**WHAT YOU ARE ASKED TO DO**
Convert the material, from its first line through the line that contains "column 400, row 500", into a JSON list of strings with one string for each line and blank lines omitted. Leave the pictures out of the answer.

[Entries from a point annotation dataset]
________________________________________

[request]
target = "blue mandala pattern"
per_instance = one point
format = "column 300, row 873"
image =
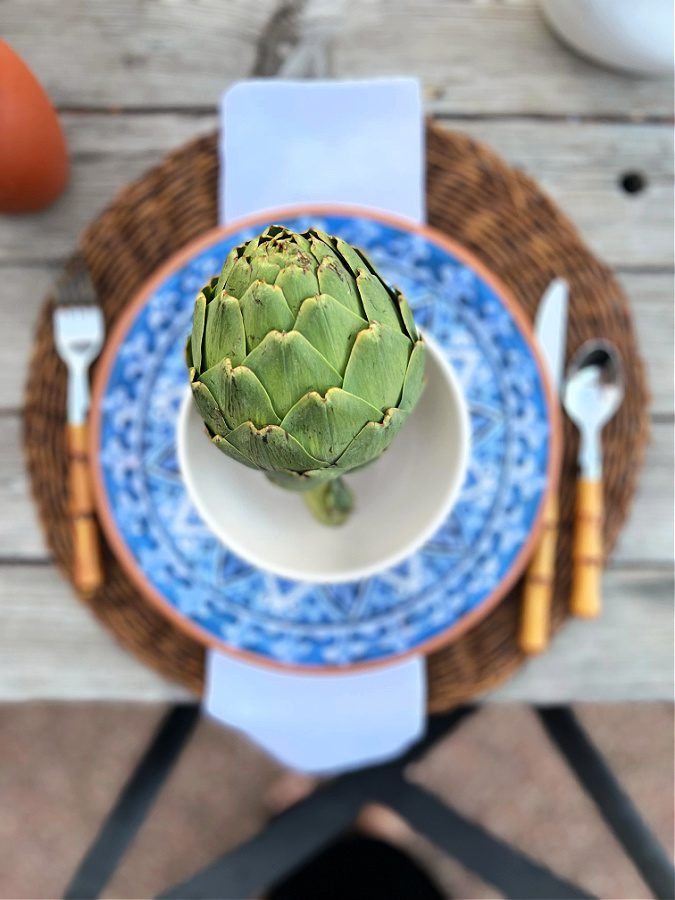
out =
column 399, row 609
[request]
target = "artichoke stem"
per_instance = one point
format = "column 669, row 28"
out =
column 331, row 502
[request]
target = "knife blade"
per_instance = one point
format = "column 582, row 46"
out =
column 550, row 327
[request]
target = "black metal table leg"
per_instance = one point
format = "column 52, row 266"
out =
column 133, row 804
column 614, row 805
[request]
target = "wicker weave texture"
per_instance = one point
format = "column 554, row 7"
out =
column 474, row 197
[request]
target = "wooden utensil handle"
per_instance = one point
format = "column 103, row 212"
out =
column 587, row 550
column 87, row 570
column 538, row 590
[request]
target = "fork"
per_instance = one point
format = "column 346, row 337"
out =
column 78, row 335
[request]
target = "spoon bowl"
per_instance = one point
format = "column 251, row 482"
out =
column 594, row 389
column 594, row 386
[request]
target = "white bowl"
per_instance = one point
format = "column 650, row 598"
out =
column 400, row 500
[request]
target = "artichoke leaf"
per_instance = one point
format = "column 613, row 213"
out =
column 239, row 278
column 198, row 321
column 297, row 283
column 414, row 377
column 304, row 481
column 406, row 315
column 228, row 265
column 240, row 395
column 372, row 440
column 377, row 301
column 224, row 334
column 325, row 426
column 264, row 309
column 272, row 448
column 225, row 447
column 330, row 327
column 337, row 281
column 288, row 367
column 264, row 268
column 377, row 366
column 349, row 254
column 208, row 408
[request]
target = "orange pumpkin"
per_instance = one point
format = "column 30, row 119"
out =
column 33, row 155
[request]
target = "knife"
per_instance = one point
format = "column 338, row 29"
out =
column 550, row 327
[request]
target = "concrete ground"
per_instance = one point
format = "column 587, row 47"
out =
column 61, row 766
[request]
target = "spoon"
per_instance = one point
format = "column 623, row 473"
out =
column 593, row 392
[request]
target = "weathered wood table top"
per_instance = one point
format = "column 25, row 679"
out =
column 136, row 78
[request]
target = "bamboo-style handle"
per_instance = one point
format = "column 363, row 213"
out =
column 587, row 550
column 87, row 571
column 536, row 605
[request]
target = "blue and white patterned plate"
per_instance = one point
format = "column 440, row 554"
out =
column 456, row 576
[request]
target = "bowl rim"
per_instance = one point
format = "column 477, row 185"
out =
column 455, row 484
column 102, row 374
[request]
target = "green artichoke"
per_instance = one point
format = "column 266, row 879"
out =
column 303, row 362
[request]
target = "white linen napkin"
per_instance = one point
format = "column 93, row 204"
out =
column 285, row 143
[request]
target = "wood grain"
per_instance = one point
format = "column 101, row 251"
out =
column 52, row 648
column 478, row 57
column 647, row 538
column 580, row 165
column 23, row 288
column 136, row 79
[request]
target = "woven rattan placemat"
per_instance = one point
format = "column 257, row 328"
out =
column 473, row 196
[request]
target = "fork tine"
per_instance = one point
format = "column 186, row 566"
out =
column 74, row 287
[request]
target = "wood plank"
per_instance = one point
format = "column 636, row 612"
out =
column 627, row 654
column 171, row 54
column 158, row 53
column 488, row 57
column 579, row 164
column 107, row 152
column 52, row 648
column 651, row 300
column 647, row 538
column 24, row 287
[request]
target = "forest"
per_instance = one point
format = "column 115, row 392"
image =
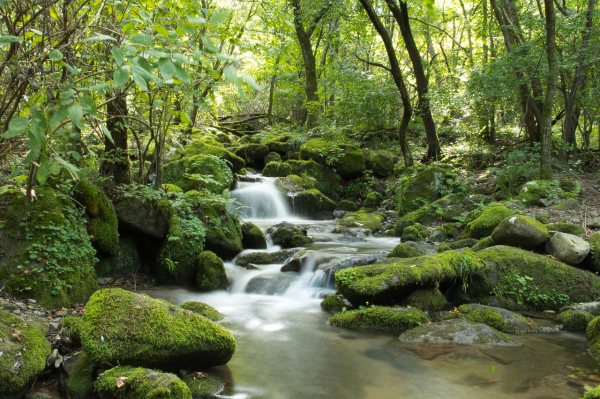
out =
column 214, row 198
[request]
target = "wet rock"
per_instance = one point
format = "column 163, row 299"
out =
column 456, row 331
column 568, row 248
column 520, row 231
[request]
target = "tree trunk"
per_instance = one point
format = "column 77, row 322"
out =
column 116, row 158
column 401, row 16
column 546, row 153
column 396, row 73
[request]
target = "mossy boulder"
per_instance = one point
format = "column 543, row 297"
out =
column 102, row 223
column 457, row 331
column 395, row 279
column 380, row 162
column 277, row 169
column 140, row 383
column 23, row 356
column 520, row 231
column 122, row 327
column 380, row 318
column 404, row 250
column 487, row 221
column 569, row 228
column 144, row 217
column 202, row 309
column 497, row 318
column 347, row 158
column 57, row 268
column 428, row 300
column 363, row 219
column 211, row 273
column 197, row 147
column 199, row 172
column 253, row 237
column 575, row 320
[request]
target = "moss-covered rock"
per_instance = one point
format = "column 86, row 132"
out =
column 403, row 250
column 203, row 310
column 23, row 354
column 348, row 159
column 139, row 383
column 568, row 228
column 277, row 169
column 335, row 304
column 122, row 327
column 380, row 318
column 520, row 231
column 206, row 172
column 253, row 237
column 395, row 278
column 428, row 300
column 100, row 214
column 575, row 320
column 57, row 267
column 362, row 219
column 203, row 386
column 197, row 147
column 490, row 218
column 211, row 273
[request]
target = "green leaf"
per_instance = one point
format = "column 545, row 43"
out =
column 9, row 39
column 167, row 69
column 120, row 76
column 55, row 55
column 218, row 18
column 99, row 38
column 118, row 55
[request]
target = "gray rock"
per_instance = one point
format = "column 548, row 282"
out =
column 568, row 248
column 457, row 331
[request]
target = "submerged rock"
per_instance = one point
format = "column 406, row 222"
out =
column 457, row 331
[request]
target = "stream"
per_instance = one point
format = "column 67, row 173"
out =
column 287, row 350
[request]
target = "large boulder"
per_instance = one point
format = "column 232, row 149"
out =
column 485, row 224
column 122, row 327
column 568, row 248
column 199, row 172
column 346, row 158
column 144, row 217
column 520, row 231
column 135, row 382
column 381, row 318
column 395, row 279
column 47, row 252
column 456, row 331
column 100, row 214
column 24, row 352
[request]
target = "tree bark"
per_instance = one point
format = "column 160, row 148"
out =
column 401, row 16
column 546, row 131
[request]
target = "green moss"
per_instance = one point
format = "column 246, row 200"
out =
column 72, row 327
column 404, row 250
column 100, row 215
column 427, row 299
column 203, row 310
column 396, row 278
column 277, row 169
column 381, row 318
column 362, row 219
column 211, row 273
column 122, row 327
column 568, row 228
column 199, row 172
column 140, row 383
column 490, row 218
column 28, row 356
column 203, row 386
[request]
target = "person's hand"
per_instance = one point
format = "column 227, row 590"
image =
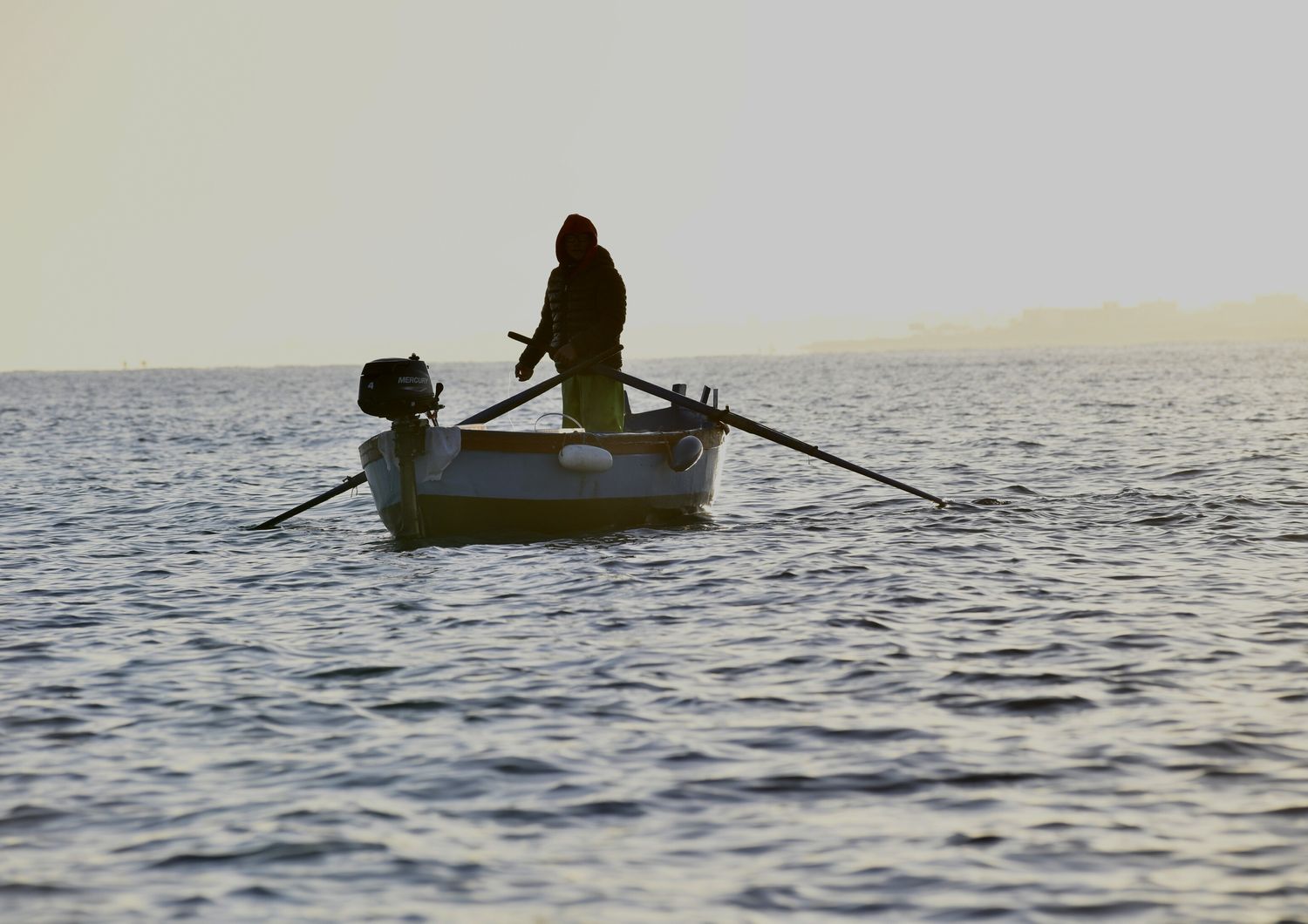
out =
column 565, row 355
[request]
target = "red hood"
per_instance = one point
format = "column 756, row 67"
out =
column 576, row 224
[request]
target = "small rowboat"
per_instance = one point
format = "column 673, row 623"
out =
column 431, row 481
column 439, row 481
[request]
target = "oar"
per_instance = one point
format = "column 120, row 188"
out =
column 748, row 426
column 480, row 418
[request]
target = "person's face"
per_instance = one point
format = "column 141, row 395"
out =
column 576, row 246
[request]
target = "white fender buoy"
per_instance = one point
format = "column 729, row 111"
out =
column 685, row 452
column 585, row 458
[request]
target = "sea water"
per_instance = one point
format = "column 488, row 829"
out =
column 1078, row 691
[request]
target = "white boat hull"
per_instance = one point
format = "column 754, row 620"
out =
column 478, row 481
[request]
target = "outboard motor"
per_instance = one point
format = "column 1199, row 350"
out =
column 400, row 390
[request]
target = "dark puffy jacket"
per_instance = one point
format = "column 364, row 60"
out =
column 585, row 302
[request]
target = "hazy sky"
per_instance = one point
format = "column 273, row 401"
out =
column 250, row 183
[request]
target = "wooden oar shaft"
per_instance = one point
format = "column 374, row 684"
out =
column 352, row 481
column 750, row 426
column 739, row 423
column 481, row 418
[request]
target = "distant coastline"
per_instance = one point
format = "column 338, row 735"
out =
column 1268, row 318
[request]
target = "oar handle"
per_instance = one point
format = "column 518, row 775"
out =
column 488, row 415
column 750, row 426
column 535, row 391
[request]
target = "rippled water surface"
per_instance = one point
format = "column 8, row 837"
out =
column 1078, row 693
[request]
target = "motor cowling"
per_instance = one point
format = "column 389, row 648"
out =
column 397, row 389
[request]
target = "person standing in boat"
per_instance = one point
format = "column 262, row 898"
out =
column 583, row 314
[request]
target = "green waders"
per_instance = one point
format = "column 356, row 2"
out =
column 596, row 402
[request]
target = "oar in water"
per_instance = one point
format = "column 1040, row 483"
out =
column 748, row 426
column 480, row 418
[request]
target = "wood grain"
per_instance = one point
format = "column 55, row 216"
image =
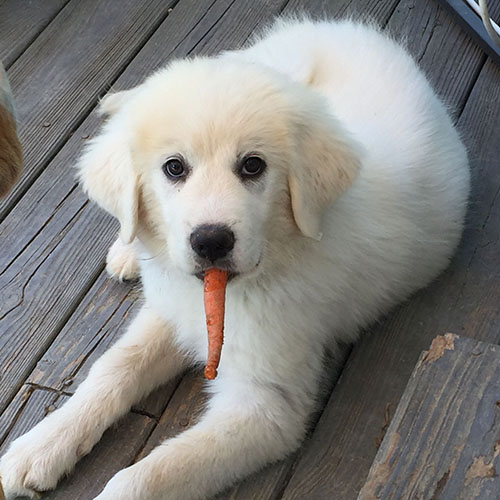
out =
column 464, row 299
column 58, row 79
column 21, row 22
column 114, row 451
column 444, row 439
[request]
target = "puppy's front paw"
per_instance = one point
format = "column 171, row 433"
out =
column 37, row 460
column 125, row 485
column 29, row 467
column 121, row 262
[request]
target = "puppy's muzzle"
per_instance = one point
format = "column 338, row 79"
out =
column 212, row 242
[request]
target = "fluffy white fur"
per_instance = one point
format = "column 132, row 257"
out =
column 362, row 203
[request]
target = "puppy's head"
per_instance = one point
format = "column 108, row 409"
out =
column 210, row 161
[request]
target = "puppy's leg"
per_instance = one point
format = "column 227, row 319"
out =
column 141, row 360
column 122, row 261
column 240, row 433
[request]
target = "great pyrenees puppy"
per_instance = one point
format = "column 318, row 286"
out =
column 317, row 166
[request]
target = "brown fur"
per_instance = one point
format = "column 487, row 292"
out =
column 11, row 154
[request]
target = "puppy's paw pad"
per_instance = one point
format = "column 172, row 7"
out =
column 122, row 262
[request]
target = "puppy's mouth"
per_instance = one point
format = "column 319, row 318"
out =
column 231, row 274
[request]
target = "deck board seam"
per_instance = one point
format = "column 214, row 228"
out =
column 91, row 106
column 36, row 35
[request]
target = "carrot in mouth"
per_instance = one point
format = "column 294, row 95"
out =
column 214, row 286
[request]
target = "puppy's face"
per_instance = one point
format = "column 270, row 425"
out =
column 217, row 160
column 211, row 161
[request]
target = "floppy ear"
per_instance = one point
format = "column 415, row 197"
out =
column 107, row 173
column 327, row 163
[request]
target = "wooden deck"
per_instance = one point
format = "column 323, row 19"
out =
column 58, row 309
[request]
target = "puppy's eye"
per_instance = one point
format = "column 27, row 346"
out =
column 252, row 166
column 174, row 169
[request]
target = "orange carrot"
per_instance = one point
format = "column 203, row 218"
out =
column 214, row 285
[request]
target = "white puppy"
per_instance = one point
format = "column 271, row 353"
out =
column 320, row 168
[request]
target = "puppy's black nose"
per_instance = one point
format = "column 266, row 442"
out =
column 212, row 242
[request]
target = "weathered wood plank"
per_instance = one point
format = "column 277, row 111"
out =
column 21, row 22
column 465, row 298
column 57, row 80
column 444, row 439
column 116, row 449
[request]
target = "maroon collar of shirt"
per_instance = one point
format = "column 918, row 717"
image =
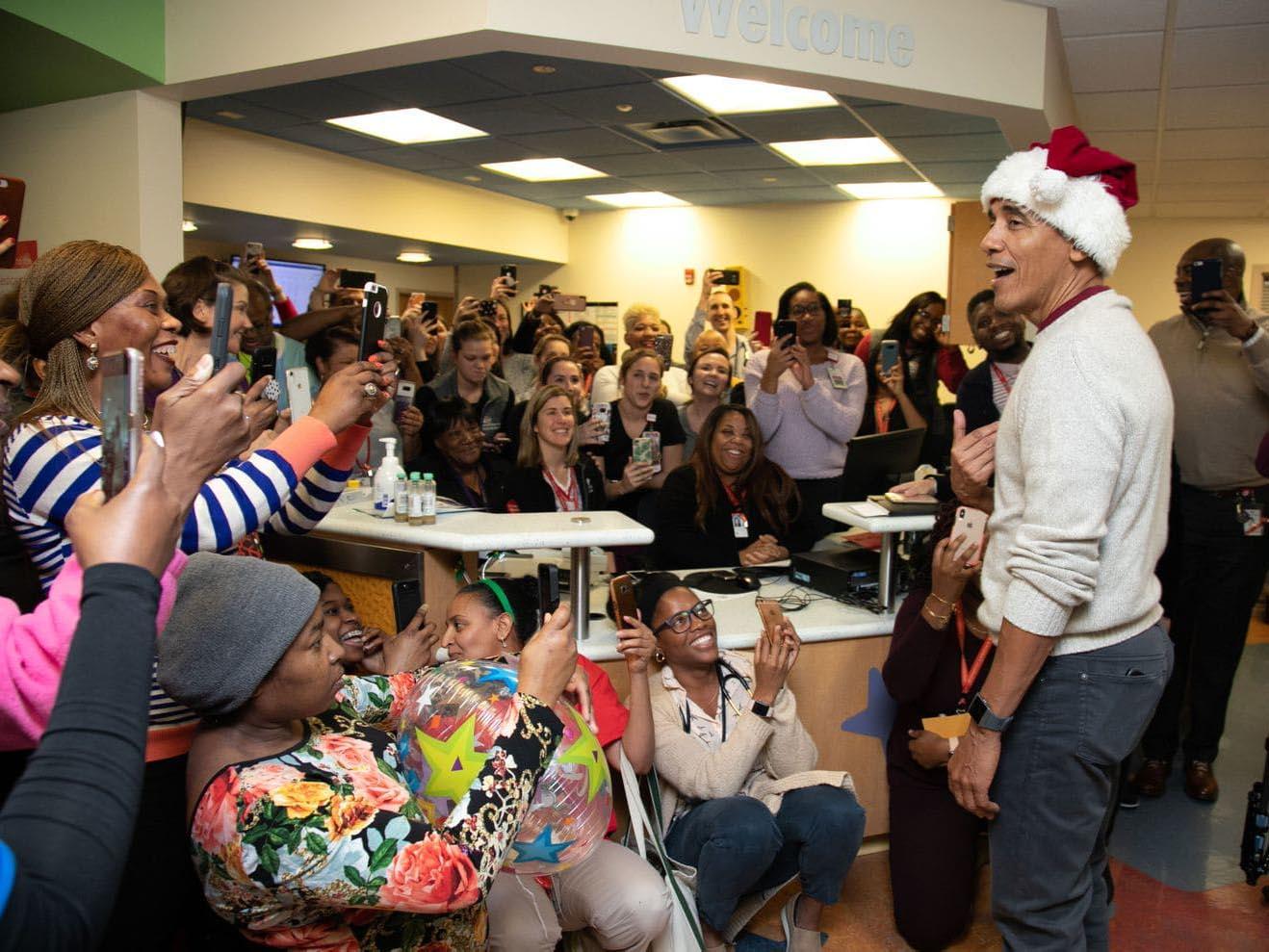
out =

________________________________________

**RESULT OF THIS TASK**
[
  "[request]",
  "target = \"blue mandala pattern\"",
  "per_instance = one point",
  "format = \"column 300, row 873\"",
  "image =",
  "out =",
  "column 399, row 609",
  "[request]",
  "target = \"artichoke stem\"",
  "per_instance = one point",
  "format = \"column 669, row 28\"",
  "out =",
  "column 331, row 502",
  "[request]",
  "target = \"knife blade\"",
  "per_instance = one point",
  "format = \"column 582, row 46\"",
  "out =",
  "column 550, row 327",
  "[request]",
  "target = \"black metal table leg\"",
  "per_instance = one point",
  "format = \"column 52, row 266\"",
  "out =",
  "column 133, row 804",
  "column 614, row 805",
  "[request]",
  "target = \"wicker weave texture\"",
  "per_instance = one point",
  "format = \"column 554, row 7\"",
  "out =",
  "column 474, row 197",
  "[request]",
  "target = \"wooden utensil handle\"",
  "per_instance = one point",
  "format = \"column 103, row 212\"",
  "out =",
  "column 587, row 550",
  "column 87, row 570",
  "column 538, row 590",
  "[request]",
  "target = \"fork\"",
  "per_instance = one point",
  "format = \"column 346, row 337\"",
  "out =",
  "column 78, row 335",
  "[request]",
  "target = \"spoon bowl\"",
  "per_instance = one point",
  "format = \"column 251, row 482\"",
  "out =",
  "column 594, row 389",
  "column 594, row 386",
  "[request]",
  "target = \"white bowl\"",
  "per_instance = one point",
  "format = \"column 650, row 598\"",
  "out =",
  "column 400, row 500"
]